TEXT BLOCK
Connection issue with Temporal 1.9.x
I get a connection issue when running my worker against the latest version of Temporal:
2021-05-10 08:37:04,083 | DEBUG | protocol.py:data_received:714 | Protocol error
Traceback (most recent call last):
File "/Users/chad.greenburg/.pyenv/versions/3.8.5/lib/python3.8/site-packages/h2/connection.py", line 224, in process_input
func, target_state = self._transitions[(self.state, input_)]
KeyError: (<ConnectionState.CLOSED: 3>, <ConnectionInputs.RECV_PING: 14>)
During handling of the above exception, another exception occurred:
Traceback (most recent call last):
File "/Users/chad.greenburg/.pyenv/versions/3.8.5/lib/python3.8/site-packages/grpclib/protocol.py", line 712, in data_received
events = self.connection.feed(data)
File "/Users/chad.greenburg/.pyenv/versions/3.8.5/lib/python3.8/site-packages/grpclib/protocol.py", line 189, in feed
return self._connection.receive_data(data) # type: ignore
File "/Users/chad.greenburg/.pyenv/versions/3.8.5/lib/python3.8/site-packages/h2/connection.py", line 1463, in receive_data
events.extend(self._receive_frame(frame))
File "/Users/chad.greenburg/.pyenv/versions/3.8.5/lib/python3.8/site-packages/h2/connection.py", line 1486, in _receive_frame
frames, events = self._frame_dispatch_table[frame.__class__](frame)

Excerpts from point annotation data

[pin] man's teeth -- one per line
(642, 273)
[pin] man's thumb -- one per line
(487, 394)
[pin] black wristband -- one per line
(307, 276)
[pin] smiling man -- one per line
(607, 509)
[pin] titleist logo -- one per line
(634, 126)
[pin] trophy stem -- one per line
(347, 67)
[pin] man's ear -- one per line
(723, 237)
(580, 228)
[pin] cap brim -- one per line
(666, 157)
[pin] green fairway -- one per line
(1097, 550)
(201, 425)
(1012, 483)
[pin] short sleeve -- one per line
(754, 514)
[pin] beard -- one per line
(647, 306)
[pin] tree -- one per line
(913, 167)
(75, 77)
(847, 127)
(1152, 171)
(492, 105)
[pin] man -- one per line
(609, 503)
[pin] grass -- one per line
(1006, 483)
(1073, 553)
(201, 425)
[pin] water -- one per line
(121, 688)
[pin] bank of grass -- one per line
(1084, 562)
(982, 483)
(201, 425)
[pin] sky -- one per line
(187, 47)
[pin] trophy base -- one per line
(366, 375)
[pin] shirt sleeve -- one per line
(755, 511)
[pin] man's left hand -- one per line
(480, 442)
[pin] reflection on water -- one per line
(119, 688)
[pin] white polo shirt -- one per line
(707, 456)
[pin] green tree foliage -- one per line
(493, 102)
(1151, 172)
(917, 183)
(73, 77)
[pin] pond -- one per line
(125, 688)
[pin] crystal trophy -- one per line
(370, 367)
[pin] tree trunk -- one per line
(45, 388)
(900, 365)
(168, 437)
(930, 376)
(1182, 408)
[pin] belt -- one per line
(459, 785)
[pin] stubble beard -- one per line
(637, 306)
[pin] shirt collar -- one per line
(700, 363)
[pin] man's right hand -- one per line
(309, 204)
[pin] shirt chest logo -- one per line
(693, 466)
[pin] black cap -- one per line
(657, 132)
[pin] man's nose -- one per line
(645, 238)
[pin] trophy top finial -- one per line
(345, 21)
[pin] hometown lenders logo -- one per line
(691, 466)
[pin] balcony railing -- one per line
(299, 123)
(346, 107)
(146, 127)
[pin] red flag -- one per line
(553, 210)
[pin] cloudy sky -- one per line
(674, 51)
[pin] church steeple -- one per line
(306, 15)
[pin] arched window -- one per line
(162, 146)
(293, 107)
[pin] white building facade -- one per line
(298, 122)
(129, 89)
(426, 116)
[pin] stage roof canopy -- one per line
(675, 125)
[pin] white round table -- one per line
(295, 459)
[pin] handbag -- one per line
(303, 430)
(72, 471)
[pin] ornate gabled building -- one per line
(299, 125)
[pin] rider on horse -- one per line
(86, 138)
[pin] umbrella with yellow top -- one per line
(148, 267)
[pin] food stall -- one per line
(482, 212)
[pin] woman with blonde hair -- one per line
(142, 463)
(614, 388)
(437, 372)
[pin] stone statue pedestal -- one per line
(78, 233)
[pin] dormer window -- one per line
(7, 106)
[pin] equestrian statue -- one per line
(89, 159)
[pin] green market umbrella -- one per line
* * *
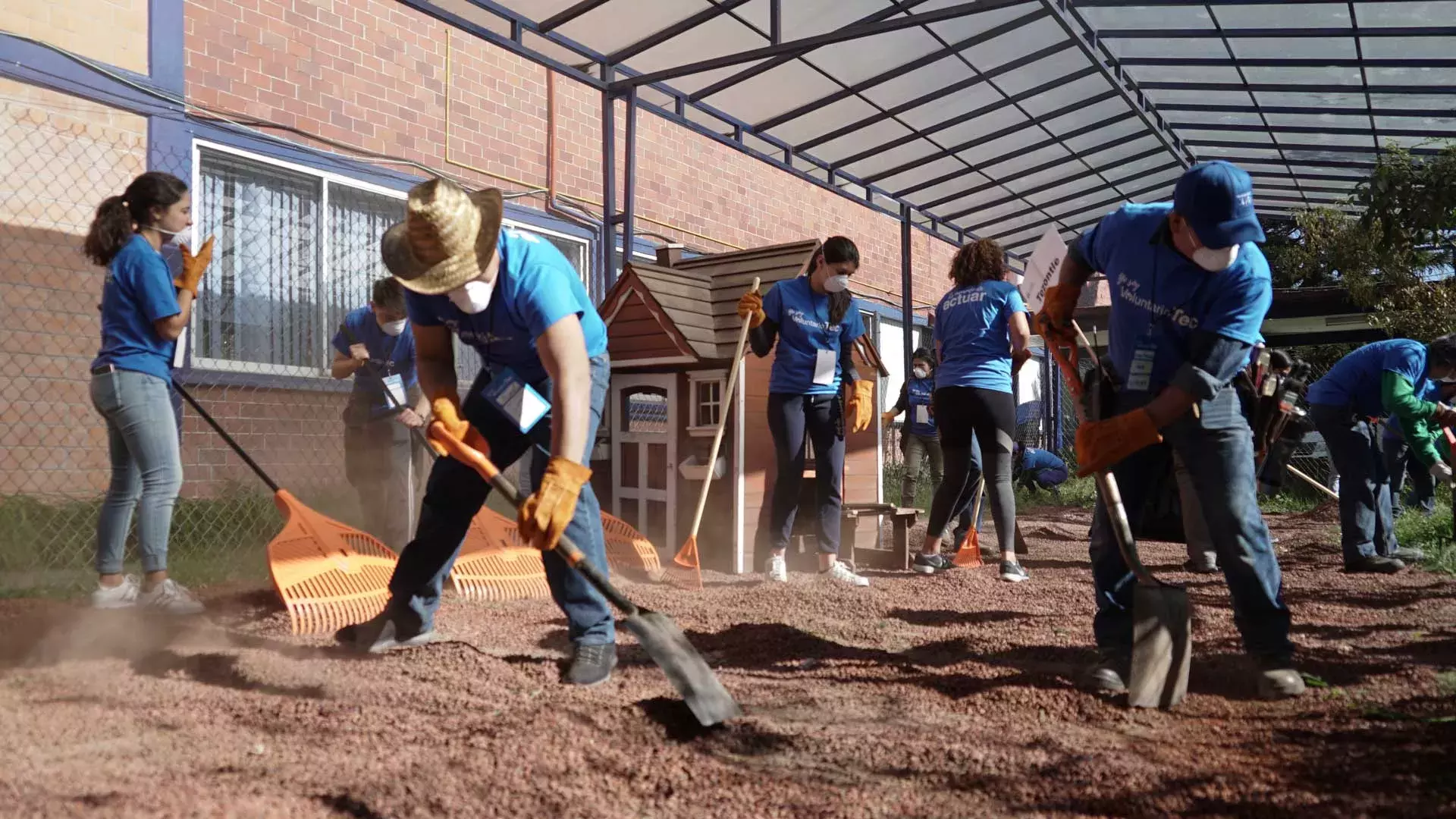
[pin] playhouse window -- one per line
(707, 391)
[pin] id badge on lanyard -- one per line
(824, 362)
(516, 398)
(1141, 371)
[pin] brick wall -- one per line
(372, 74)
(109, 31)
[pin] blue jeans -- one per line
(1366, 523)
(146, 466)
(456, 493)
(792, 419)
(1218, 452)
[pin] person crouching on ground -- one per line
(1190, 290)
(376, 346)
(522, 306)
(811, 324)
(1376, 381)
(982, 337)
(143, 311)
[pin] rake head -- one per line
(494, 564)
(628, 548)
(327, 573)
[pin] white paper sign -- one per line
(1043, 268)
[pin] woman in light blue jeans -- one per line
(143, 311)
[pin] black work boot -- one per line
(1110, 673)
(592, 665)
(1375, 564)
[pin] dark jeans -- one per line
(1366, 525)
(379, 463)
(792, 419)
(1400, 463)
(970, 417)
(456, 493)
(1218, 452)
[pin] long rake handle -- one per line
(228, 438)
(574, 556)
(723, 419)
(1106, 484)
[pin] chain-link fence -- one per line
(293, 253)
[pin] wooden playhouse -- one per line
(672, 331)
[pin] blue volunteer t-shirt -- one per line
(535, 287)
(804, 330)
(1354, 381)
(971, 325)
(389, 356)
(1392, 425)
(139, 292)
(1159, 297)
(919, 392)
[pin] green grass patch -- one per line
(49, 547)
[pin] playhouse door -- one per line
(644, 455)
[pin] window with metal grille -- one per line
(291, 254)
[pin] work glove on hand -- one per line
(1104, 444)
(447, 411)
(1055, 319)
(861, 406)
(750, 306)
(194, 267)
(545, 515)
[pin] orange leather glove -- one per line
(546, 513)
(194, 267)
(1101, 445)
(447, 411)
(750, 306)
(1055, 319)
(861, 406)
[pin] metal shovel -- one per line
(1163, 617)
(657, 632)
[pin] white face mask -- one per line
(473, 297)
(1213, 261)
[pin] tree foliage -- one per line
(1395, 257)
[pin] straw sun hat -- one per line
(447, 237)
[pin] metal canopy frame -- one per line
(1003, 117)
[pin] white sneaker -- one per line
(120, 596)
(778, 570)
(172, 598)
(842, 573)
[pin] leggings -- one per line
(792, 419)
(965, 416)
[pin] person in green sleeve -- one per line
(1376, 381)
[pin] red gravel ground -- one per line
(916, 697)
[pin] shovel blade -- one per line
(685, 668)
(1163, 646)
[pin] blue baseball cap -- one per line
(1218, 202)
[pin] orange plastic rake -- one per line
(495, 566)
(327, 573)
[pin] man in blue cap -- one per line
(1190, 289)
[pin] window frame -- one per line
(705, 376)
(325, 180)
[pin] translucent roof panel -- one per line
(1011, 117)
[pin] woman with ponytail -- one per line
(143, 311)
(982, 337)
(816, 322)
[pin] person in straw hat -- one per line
--
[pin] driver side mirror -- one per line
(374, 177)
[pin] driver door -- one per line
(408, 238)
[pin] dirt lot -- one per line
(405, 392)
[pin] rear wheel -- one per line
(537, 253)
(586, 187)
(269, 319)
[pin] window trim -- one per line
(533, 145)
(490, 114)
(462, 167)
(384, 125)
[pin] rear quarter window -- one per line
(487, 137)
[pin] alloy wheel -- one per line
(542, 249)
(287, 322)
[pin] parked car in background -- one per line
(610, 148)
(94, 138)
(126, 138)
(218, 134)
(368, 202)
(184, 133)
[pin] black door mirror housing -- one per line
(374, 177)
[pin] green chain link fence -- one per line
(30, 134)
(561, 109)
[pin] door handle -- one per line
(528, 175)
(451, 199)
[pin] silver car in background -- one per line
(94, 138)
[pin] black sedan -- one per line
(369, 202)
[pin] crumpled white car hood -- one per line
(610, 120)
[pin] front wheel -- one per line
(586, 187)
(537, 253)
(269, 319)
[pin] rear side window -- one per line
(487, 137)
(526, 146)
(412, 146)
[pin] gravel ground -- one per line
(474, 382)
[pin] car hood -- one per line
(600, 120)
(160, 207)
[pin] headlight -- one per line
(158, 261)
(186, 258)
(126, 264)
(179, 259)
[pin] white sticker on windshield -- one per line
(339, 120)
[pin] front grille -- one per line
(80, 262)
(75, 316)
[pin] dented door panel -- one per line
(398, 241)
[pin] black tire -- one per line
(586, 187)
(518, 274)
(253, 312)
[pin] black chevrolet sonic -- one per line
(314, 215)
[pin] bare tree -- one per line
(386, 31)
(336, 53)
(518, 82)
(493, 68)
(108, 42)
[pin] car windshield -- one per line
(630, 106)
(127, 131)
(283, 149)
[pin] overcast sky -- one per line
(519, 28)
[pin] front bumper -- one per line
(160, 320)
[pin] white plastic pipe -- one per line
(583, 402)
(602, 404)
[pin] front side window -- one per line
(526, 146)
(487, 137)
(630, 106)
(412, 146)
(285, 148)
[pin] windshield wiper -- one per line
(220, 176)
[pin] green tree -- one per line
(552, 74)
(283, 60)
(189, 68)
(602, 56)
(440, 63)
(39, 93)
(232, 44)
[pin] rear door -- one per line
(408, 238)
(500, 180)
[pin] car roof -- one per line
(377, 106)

YOUR TASKS
(A) Answer each question using the Temporal connection post:
(i) Which Temporal version does the worker run against?
(ii) Which Python version appears in the file paths?
(iii) What key does the KeyError report?
(B) Write the next part of the Temporal connection post, starting after its last line.
These data have no connection to the Temporal connection post.

EXERCISE RESPONSES
(A)
(i) 1.9.x
(ii) 3.8.5
(iii) (<ConnectionState.CLOSED: 3>, <ConnectionInputs.RECV_PING: 14>)

(B)
File "/Users/chad.greenburg/.pyenv/versions/3.8.5/lib/python3.8/site-packages/h2/connection.py", line 1759, in _receive_ping_frame
events = self.state_machine.process_input(
File "/Users/chad.greenburg/.pyenv/versions/3.8.5/lib/python3.8/site-packages/h2/connection.py", line 228, in process_input
raise ProtocolError(
h2.exceptions.ProtocolError: Invalid input ConnectionInputs.RECV_PING in state ConnectionState.CLOSED
2021-05-10 08:37:04,103 | ERROR | retry.py:retry_loop:29 | run failed: Connection lost, retrying in 6 seconds
Traceback (most recent call last):
File "/Users/chad.greenburg/.pyenv/versions/3.8.5/lib/python3.8/site-packages/grpclib/client.py", line 360, in recv_initial_metadata
headers = await self._stream.recv_headers()
File "/Users/chad.greenburg/.pyenv/versions/3.8.5/lib/python3.8/site-packages/grpclib/protocol.py", line 342, in recv_headers
await self.headers_received.wait()
File "/Users/chad.greenburg/.pyenv/versions/3.8.5/lib/python3.8/asyncio/locks.py", line 309, in wait
await fut
asyncio.exceptions.CancelledError
During handling of the above exception, another exception occurred:
Traceback (most recent call last):
File "/Users/chad.greenburg/.pyenv/versions/3.8.5/lib/python3.8/site-packages/temporal/retry.py", line 17, in retry_loop
await fp(*args, **kwargs)
File "/Users/chad.greenburg/.pyenv/versions/3.8.5/lib/python3.8/site-packages/temporal/decision_loop.py", line 934, in run
decision_task: PollWorkflowTaskQueueResponse = await self.poll()
File "/Users/chad.greenburg/.pyenv/versions/3.8.5/lib/python3.8/site-packages/temporal/decision_loop.py", line 983, in poll
task = await self.service.poll_workflow_task_queue(request=poll_decision_request)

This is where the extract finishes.